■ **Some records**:
.....

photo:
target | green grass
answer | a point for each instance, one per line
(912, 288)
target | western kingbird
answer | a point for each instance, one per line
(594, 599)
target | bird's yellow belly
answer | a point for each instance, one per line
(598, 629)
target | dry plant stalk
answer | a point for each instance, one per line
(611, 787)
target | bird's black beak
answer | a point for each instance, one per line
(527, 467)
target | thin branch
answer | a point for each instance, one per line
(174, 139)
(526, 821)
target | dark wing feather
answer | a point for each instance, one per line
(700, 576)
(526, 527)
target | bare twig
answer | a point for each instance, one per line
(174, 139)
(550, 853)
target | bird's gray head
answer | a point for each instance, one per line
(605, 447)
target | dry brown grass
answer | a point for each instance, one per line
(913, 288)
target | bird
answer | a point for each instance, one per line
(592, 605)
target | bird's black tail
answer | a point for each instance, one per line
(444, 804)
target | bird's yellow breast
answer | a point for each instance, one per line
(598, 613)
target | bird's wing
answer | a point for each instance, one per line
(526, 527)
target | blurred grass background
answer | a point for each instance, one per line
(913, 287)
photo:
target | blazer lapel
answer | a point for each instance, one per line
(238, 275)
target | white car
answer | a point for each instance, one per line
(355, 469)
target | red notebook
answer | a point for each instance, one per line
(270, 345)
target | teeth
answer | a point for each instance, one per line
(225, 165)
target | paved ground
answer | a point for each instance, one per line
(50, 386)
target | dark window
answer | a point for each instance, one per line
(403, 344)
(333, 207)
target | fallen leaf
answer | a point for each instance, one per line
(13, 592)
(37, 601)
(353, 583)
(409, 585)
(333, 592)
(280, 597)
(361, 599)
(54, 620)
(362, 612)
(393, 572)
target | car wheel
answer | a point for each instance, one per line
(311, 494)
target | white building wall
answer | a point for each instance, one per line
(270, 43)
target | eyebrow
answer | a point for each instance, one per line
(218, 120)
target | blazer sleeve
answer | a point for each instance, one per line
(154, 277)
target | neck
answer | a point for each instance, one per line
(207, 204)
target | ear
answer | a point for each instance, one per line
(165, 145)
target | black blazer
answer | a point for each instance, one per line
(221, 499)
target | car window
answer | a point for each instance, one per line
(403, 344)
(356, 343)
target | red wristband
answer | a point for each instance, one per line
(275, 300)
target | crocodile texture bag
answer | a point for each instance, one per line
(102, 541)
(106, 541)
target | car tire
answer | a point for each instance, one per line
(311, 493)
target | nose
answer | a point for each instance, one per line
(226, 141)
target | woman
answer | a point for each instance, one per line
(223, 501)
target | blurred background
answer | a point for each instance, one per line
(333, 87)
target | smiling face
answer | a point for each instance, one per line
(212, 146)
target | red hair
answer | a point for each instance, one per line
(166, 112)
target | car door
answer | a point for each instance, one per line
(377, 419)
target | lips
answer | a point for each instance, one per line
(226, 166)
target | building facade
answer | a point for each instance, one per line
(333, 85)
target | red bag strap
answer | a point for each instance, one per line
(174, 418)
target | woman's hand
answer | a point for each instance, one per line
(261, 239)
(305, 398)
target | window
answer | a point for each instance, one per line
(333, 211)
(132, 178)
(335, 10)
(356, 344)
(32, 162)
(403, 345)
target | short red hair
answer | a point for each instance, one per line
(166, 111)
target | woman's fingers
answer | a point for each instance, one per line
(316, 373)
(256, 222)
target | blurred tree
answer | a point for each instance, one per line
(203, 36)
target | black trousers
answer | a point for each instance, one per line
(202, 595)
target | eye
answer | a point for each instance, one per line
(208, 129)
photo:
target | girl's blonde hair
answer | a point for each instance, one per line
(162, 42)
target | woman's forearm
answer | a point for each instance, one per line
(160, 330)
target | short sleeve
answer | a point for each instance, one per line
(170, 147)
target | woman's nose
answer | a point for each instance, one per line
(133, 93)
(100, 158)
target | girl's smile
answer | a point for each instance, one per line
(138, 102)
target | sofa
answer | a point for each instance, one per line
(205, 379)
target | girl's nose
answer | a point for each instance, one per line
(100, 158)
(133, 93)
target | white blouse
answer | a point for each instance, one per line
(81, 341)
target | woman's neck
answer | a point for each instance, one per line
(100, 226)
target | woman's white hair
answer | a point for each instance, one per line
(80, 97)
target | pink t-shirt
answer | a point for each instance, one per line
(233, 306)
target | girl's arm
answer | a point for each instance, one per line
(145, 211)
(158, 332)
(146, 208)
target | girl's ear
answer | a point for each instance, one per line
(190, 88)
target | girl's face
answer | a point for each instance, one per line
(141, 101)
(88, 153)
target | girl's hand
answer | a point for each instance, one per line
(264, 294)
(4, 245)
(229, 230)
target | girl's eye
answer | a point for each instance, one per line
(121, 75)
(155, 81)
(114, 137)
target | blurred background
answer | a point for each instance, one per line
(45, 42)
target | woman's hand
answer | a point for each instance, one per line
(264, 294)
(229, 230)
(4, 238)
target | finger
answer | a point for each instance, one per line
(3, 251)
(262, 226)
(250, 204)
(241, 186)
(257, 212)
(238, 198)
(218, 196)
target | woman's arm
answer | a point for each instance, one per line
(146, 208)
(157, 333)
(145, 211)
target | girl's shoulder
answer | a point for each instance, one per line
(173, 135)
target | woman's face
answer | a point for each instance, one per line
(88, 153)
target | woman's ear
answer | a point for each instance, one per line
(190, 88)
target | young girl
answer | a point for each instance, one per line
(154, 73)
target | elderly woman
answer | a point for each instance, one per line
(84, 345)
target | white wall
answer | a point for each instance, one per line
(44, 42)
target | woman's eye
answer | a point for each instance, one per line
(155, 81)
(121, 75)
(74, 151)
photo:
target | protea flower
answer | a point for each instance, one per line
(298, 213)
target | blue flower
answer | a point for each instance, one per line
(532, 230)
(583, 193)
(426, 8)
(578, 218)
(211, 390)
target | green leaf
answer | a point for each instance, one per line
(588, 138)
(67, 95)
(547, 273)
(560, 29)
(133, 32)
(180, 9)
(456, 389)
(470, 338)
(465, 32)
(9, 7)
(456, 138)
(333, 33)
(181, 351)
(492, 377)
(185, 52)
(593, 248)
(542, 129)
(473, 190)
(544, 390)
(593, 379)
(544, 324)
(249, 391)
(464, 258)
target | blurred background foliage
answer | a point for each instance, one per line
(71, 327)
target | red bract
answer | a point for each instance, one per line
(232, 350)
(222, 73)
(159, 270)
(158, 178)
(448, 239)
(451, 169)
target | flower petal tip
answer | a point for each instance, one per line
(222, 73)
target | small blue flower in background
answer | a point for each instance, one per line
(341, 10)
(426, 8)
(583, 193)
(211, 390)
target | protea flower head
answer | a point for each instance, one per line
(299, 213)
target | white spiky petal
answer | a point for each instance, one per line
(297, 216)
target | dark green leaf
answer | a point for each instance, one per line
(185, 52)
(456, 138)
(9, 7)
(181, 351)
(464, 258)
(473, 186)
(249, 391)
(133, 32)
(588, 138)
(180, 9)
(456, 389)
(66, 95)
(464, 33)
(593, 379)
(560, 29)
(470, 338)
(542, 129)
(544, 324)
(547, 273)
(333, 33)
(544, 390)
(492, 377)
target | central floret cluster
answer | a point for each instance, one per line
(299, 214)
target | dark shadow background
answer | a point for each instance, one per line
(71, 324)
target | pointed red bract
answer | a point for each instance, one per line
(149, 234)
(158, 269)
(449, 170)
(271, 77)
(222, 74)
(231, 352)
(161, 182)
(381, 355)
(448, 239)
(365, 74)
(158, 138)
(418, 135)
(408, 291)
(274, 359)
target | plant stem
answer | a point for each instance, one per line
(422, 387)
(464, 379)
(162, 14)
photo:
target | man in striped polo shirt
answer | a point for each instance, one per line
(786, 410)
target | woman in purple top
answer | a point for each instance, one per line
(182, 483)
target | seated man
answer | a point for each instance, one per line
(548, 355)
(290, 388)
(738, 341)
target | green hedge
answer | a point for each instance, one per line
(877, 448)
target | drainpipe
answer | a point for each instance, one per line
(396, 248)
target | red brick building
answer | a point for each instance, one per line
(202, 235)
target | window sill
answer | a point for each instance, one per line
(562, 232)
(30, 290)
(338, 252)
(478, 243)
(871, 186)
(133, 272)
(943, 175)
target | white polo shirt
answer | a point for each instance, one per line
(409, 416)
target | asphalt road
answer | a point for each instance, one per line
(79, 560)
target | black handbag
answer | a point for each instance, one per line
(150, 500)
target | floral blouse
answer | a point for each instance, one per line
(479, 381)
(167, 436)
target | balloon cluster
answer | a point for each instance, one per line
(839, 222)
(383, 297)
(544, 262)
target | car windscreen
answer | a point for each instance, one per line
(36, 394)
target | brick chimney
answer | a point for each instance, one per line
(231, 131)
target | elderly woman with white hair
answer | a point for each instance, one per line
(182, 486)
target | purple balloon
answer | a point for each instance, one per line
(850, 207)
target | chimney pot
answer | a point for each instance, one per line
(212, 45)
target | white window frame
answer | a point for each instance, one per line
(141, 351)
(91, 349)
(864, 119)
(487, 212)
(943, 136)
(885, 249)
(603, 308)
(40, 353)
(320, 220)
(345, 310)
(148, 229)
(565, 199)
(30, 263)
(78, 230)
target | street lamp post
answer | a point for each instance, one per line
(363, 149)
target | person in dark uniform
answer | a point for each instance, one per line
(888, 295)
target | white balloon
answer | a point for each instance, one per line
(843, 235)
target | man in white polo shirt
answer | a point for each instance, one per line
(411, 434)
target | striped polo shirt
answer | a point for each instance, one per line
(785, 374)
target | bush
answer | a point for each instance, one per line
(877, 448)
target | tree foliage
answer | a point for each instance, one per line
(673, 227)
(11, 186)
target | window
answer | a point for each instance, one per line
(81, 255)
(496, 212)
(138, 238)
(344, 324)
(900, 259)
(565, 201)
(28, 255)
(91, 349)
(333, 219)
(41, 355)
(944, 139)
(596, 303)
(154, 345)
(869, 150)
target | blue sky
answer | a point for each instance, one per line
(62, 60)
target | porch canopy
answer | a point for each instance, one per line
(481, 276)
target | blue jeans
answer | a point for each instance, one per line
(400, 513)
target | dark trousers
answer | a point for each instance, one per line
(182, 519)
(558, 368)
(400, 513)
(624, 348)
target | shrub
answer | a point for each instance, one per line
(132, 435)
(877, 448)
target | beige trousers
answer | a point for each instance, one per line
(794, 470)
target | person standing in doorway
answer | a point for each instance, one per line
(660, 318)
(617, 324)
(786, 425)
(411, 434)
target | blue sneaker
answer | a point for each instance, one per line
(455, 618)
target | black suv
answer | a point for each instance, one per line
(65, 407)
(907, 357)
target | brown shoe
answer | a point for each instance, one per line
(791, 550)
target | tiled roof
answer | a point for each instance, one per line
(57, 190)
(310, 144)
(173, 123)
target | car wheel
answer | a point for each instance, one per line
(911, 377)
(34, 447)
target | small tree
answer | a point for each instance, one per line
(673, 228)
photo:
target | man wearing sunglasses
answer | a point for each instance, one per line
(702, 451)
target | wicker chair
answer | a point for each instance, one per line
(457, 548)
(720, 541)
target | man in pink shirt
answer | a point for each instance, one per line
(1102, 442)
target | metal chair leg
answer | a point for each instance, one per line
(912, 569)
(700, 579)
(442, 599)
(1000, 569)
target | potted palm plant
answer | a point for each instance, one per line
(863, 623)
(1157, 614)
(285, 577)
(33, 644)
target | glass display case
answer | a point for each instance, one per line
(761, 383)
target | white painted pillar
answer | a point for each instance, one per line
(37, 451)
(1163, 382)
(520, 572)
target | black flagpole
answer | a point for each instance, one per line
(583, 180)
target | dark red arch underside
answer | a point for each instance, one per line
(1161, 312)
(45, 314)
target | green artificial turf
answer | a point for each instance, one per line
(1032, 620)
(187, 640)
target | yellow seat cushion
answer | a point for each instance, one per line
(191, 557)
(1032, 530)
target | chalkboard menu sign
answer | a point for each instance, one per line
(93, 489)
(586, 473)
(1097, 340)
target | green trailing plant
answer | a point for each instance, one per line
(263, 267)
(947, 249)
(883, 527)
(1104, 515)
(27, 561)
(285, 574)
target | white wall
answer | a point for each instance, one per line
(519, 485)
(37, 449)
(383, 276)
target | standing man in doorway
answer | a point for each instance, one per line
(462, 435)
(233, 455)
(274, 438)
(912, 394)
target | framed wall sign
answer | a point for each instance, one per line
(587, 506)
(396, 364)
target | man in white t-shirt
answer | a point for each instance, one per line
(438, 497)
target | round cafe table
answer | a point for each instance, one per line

.....

■ **TASK REQUIREMENTS**: Beginning with the line that contains "target | black suv", repeat every line through the end of the records and nothing more.

■ **OUTPUT**:
target | black suv
answer | a point for each instance, one per line
(65, 407)
(907, 357)
target | brown shoe
answer | a point for each instance, one per line
(791, 550)
target | tiled roof
answer | a point for each instance, one per line
(57, 190)
(310, 144)
(173, 123)
target | car wheel
answer | a point for each instance, one per line
(911, 377)
(34, 447)
target | small tree
answer | a point for each instance, one per line
(673, 228)
photo:
target | man wearing sunglasses
answer | a point for each instance, one per line
(702, 451)
target | wicker chair
answer | a point for each instance, one per line
(457, 548)
(720, 541)
target | man in pink shirt
answer | a point for each instance, one per line
(1102, 442)
target | metal chair leg
answer | a point for each instance, one per line
(912, 569)
(700, 579)
(442, 599)
(1000, 569)
target | potted palm plant
answer | a point for each instance, one per line
(863, 623)
(1157, 614)
(285, 577)
(33, 644)
target | glass display case
answer | a point for each instance, one per line
(761, 383)
target | white painted pillar
answer | a point for each instance, one per line
(37, 451)
(1163, 382)
(520, 572)
target | black flagpole
answer | a point for each instance, one per line
(583, 180)
target | dark red arch underside
answer | a point for each instance, one per line
(1161, 312)
(45, 314)
target | green artificial turf
answer | a point for each instance, one per line
(1032, 620)
(187, 640)
target | yellow seat cushion
answer | a point for each instance, one per line
(191, 557)
(1032, 530)
target | chalkboard menu sign
answer | a point for each instance, one per line
(93, 489)
(586, 473)
(1097, 340)
target | green trailing plant
answer | a point for each instance, one per line
(263, 267)
(947, 249)
(883, 527)
(1104, 515)
(27, 561)
(285, 574)
target | white wall
answer | a point for each instance, one per line
(519, 485)
(37, 449)
(383, 276)
target | standing man in doorway
answer | a point for each instance, one per line
(462, 435)
(233, 455)
(274, 438)
(912, 394)
target | framed wall sign
answer | a point for each instance, one per line
(587, 506)
(396, 364)
target | man in white t-shirt
answer | a point for each instance, one per line
(438, 497)
target | round cafe table
answer | a point for each instance, one per line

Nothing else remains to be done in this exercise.